▸ **TASK A**: From the campus news text, list the measures of academic criteria that Kiplinger Personal Finance used in its best-value ranking.
▸ **TASK B**: According to the campus news text, how many captive cheetahs are there, and in how many countries?

Campus Ranks High in Affordability
UCSD is ranked among the top 10 public colleges in the United States for best value, according to the September 2006 issue of Kiplinger Personal Finance. Selected from over 500 schools, UCSD ranked eighth overall and first in California public schools, ahead of UCLA and UC Berkeley. The measures of academic criteria include the percentage of 2005-06 freshmen scoring 600 or higher on the verbal and math components of the SAT, the number of ACT scores of 24 or higher, admission rates, freshman retention rates and student-faculty ratios. According to Kiplinger Personal Finance, UCSD allows students to receive a “grade-A education” without accumulating significant debt.
UC Davis to Rescue Wild Cheetahs
Two veterinary specialists from UC Davis recently embarked on a journey to Africa this summer to help save wild cheetahs from extinction.
Autumn Davidson and Tomas Baker worked in conjunction with the Smithsonian Institute for a three-week conservation project at the Cheetah Conservation Fund International Research and Education Centre in Namibia. The world’s largest cheetah reserve is committed to ensuring the survival of the cheetah, whose future is threatened by disease and natural disasters because of its small gene pool. The UC Davis research team focused its efforts on better understanding the reproductive biology of captive female cheetahs in order to identify the best time to harvest eggs, and to understand why the females’ fertility declines after eight years of age, according to Davidson. Captive cheetahs, amounting to about 1,400 in some 65 countries, comprise approximately 10 percent of the world’s remaining cheetah population.

Dataset excerpts:
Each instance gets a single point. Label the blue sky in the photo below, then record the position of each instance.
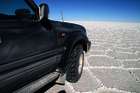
(95, 10)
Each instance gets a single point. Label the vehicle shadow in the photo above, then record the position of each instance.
(47, 87)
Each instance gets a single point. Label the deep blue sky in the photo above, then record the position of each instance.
(95, 10)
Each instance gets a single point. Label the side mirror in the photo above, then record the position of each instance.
(43, 11)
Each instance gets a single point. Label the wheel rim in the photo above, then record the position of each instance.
(81, 62)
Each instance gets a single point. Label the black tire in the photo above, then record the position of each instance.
(75, 64)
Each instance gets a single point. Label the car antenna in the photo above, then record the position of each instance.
(62, 17)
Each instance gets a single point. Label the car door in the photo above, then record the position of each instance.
(27, 52)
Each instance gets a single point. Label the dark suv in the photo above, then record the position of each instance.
(35, 50)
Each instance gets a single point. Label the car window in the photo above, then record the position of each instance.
(9, 7)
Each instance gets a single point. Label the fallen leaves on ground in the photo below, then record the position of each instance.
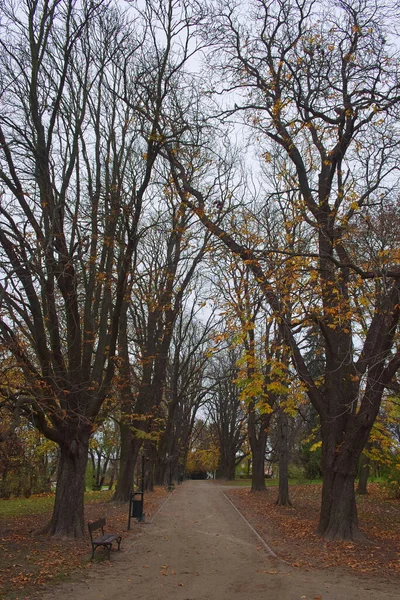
(30, 560)
(291, 531)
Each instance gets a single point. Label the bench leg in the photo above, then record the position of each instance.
(108, 551)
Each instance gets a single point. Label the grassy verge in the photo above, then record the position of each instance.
(30, 561)
(37, 505)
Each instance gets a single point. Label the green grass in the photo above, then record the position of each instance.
(36, 505)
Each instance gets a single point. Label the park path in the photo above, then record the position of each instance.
(198, 547)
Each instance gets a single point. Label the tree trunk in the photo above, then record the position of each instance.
(364, 474)
(126, 466)
(283, 492)
(68, 514)
(257, 473)
(338, 518)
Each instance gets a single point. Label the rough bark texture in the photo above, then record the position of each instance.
(126, 466)
(363, 476)
(283, 490)
(68, 514)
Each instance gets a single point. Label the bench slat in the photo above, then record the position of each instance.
(105, 540)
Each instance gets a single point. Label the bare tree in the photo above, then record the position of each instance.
(320, 86)
(75, 166)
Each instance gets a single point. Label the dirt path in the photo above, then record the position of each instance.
(199, 548)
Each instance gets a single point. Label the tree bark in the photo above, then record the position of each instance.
(257, 474)
(364, 474)
(129, 452)
(283, 491)
(68, 514)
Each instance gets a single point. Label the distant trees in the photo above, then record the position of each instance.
(75, 167)
(319, 87)
(114, 146)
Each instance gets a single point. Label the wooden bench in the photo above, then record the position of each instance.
(106, 539)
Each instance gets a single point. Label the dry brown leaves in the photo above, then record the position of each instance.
(291, 531)
(30, 560)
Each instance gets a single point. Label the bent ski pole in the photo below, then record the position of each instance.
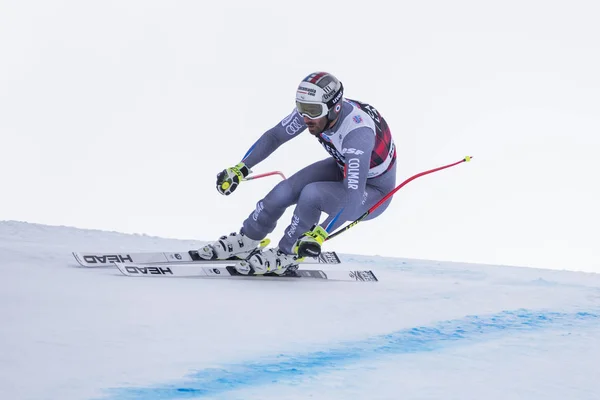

▸ **TASK RESULT A**:
- Percentage of 2005-06 freshmen scoring 600 or higher on the verbal and math components of the SAT
- Number of ACT scores of 24 or higher
- Admission rates
- Freshman retention rates
- Student-faculty ratios

▸ **TASK RESULT B**: About 1,400 captive cheetahs, in some 65 countries.